Thursday 28 April 2011

I spent some time this afternoon in a very interesting discussion with the head of a department about the pros and cons of introducing a genuinely inter-disciplinary degree.  Indeed, the possibility we were talking about would in some way not be disciplinary at all, but would seek to encompass a broad range of approaches to knowledge, to the world around us, and to how to explore aspects of it and operate within it.

The catalyst for our discussion was knowledge of the introduction in 2012 by a world-leading London college of what they are now calling a BABSc in Arts and Sciences.  I find the idea very interesting.  The college see this as their top product, that will attract the very brightest students (including a significant number of international students) and that will produce graduates who enter the top-most careers.

It is the last of these expectations that probably causes many people to pause.  If students don't have a secure grounding in a single (or two) disciplines, why will employers be interested in them? This is where the disciplinary thinking that gives strength to many aspects of a university's work comes up against the reality of the post-graduation labour market. For the truth is that the majority of our students go into employment where the actual discipline they have studied is of little significance - it is the skills and competences they have picked up along the way that are more important. (There are, of course, key exceptions in areas such as Medicine and Architecture - but even in subjects such as Engineering significant numbers of students do not enter employment as engineers.)

Colleagues at the London college have stood disciplinary thinking on its head and have said to themselves 'what is it that would enable our students to be successful in competing for places on the Civil Service fast track entry scheme, or in the competitions for places in the European Union civil service, or in the graduate entry schemes for the biggest international corporations?'  The answers they have come up with include the ability to analyse an argument, the competence to handle statistical data, an understanding of the language and methods of science, an appreciation of ethics and of ethical behaviour, competence in a second langauge and the ability to operate in culturally different environments, experience in investigation and in teamwork, self-confidence and accuracy in self-presentation on paper and in person.  It is difficult to see how this range of attributes could be delivered within a Single or even a Dual Honours programme. And that is why the college has decided to create a completely new degree, with a new structure, to deliver this vision.

_Task prompt_
Transcribe the blog post on the inter-disciplinary degree, everything from "The catalyst for" down to "the top-most careers.". The data that comes next was taken from a separate source.

Pointing data grounded in images:
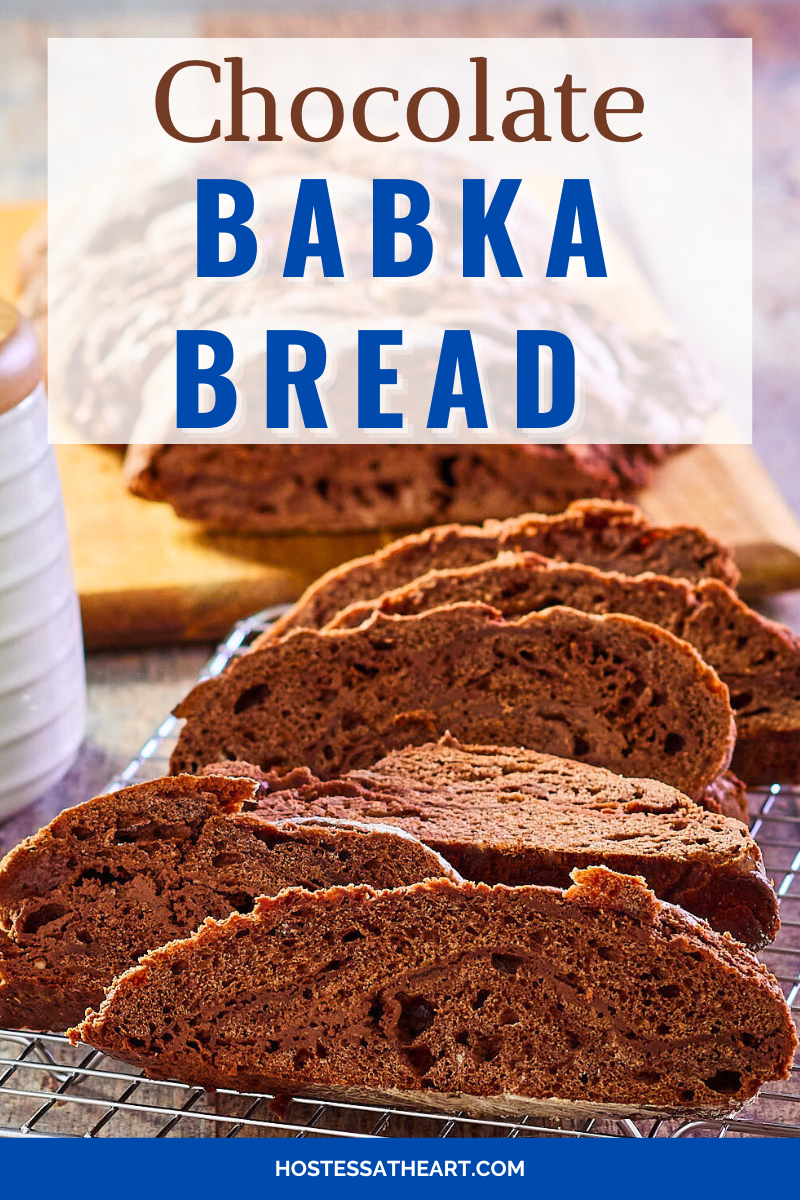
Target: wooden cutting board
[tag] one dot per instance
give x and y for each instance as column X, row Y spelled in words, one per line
column 144, row 576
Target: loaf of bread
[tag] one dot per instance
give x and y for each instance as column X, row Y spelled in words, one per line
column 596, row 1000
column 503, row 815
column 122, row 874
column 613, row 691
column 325, row 489
column 611, row 537
column 758, row 659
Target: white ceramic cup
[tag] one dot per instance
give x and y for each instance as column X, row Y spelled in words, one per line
column 42, row 677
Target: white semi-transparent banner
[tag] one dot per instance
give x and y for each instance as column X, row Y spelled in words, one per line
column 400, row 240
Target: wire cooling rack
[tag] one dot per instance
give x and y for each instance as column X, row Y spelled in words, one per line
column 49, row 1089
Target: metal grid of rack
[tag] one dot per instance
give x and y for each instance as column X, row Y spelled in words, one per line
column 49, row 1089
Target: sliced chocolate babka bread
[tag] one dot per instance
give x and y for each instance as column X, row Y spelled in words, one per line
column 318, row 489
column 125, row 873
column 614, row 691
column 596, row 1000
column 612, row 537
column 501, row 815
column 758, row 659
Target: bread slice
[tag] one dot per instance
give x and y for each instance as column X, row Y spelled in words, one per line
column 612, row 537
column 614, row 691
column 114, row 877
column 596, row 1000
column 501, row 815
column 322, row 489
column 758, row 659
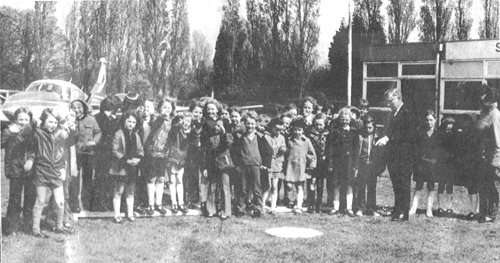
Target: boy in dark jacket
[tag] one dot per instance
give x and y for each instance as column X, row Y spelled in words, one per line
column 251, row 153
column 46, row 151
column 178, row 144
column 89, row 135
column 15, row 158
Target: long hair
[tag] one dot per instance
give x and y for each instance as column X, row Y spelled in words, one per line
column 167, row 100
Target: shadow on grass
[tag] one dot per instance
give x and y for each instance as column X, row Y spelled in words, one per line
column 195, row 250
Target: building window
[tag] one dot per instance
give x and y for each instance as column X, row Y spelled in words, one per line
column 382, row 70
column 494, row 68
column 375, row 92
column 419, row 69
column 462, row 95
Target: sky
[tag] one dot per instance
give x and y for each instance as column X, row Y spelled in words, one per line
column 205, row 16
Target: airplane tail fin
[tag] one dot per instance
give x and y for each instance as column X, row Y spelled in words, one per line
column 98, row 93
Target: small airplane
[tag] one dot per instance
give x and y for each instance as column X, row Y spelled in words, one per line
column 58, row 94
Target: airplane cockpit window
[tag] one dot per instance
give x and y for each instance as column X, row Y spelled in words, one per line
column 63, row 92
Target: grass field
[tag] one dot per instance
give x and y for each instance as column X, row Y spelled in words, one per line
column 197, row 239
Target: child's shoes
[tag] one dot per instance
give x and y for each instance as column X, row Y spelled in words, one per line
column 183, row 209
column 150, row 211
column 161, row 210
column 350, row 213
column 39, row 234
column 64, row 230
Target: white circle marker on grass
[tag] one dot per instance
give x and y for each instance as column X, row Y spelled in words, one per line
column 293, row 232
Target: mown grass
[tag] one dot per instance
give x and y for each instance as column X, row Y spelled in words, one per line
column 197, row 239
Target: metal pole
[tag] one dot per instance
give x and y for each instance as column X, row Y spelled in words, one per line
column 349, row 59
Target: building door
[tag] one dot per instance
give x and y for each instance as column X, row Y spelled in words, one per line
column 419, row 95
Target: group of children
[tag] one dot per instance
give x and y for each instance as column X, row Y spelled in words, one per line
column 228, row 160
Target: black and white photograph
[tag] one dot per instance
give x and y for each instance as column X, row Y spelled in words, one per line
column 250, row 131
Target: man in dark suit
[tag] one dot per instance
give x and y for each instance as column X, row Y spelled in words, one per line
column 399, row 141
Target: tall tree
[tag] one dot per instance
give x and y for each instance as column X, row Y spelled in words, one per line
column 337, row 57
column 155, row 32
column 201, row 51
column 463, row 20
column 402, row 20
column 178, row 46
column 435, row 20
column 488, row 27
column 373, row 23
column 304, row 38
column 46, row 33
column 11, row 49
column 225, row 45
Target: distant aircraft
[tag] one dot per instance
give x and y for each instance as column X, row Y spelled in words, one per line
column 58, row 94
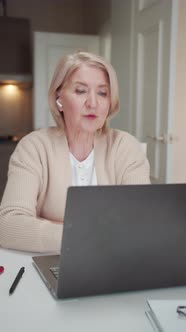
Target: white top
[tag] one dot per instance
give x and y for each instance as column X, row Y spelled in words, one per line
column 83, row 172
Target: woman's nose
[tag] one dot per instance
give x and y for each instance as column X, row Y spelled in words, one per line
column 91, row 100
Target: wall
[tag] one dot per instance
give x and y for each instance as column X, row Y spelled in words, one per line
column 179, row 146
column 67, row 16
column 120, row 57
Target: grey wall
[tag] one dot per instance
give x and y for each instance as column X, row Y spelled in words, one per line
column 67, row 16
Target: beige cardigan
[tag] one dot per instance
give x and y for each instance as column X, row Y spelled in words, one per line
column 33, row 204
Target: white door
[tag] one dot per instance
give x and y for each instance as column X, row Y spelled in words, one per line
column 154, row 24
column 48, row 49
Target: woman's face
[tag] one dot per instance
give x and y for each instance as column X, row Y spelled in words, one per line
column 86, row 100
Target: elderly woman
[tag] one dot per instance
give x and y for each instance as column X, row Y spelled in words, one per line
column 80, row 150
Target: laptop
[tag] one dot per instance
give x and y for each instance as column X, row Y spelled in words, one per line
column 119, row 238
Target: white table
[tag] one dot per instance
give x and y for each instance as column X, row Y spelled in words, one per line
column 32, row 308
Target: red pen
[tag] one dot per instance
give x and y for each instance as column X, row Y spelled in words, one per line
column 2, row 269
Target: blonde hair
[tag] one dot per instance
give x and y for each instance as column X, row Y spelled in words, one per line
column 66, row 67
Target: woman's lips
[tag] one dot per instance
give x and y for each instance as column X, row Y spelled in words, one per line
column 90, row 116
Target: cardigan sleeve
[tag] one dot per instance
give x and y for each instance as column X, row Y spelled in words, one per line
column 132, row 166
column 20, row 226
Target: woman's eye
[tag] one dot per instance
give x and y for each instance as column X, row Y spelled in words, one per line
column 102, row 93
column 79, row 91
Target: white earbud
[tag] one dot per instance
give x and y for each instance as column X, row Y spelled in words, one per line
column 58, row 103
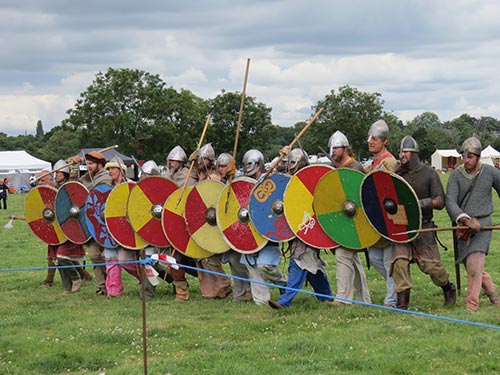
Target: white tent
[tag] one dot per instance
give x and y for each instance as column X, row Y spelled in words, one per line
column 490, row 156
column 445, row 159
column 17, row 166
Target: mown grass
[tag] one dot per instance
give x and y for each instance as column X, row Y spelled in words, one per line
column 45, row 332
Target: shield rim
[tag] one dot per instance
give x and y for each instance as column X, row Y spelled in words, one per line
column 411, row 236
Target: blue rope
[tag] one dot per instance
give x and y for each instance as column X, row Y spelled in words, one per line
column 150, row 261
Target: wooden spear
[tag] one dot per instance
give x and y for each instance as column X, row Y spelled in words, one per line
column 193, row 161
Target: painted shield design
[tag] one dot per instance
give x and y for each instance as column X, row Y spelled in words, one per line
column 41, row 217
column 337, row 205
column 201, row 217
column 145, row 208
column 266, row 208
column 117, row 222
column 94, row 213
column 391, row 206
column 70, row 211
column 175, row 227
column 233, row 218
column 298, row 205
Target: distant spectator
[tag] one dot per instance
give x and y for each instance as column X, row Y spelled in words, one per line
column 4, row 191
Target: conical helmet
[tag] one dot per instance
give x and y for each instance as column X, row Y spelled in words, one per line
column 151, row 168
column 408, row 143
column 473, row 145
column 338, row 139
column 206, row 152
column 378, row 129
column 177, row 154
column 60, row 163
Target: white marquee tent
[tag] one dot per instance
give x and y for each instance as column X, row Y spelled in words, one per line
column 17, row 166
column 445, row 159
column 490, row 156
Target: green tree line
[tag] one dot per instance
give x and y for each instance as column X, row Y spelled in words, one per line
column 147, row 118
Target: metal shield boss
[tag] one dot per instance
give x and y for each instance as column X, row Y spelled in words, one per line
column 115, row 215
column 266, row 208
column 391, row 206
column 298, row 205
column 145, row 208
column 41, row 217
column 94, row 214
column 70, row 211
column 174, row 225
column 201, row 218
column 337, row 205
column 233, row 218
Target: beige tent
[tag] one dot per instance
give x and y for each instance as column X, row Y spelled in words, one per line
column 443, row 160
column 490, row 156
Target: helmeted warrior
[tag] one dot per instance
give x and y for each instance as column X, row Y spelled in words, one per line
column 423, row 250
column 469, row 202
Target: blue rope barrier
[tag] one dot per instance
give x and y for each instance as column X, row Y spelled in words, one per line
column 149, row 261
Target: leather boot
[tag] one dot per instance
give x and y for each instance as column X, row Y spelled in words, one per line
column 450, row 294
column 181, row 291
column 47, row 283
column 403, row 299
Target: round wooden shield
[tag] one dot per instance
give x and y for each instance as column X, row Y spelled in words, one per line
column 298, row 206
column 337, row 205
column 41, row 217
column 391, row 206
column 94, row 214
column 145, row 208
column 70, row 211
column 266, row 208
column 201, row 217
column 233, row 218
column 115, row 214
column 175, row 227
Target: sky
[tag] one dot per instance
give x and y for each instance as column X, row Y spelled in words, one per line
column 438, row 56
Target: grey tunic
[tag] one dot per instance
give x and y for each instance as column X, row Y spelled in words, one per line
column 478, row 204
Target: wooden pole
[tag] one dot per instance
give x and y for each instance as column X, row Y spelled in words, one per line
column 209, row 117
column 290, row 146
column 240, row 114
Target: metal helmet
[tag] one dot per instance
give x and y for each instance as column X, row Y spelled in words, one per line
column 408, row 143
column 116, row 162
column 177, row 154
column 225, row 159
column 59, row 164
column 151, row 168
column 206, row 152
column 378, row 129
column 297, row 159
column 252, row 157
column 472, row 145
column 338, row 139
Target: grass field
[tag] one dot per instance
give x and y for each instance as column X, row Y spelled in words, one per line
column 46, row 332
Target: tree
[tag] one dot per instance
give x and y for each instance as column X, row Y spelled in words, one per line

_Task output_
The catalyst for our discussion was knowledge of the introduction in 2012 by a world-leading London college of what they are now calling a BABSc in Arts and Sciences.  I find the idea very interesting.  The college see this as their top product, that will attract the very brightest students (including a significant number of international students) and that will produce graduates who enter the top-most careers.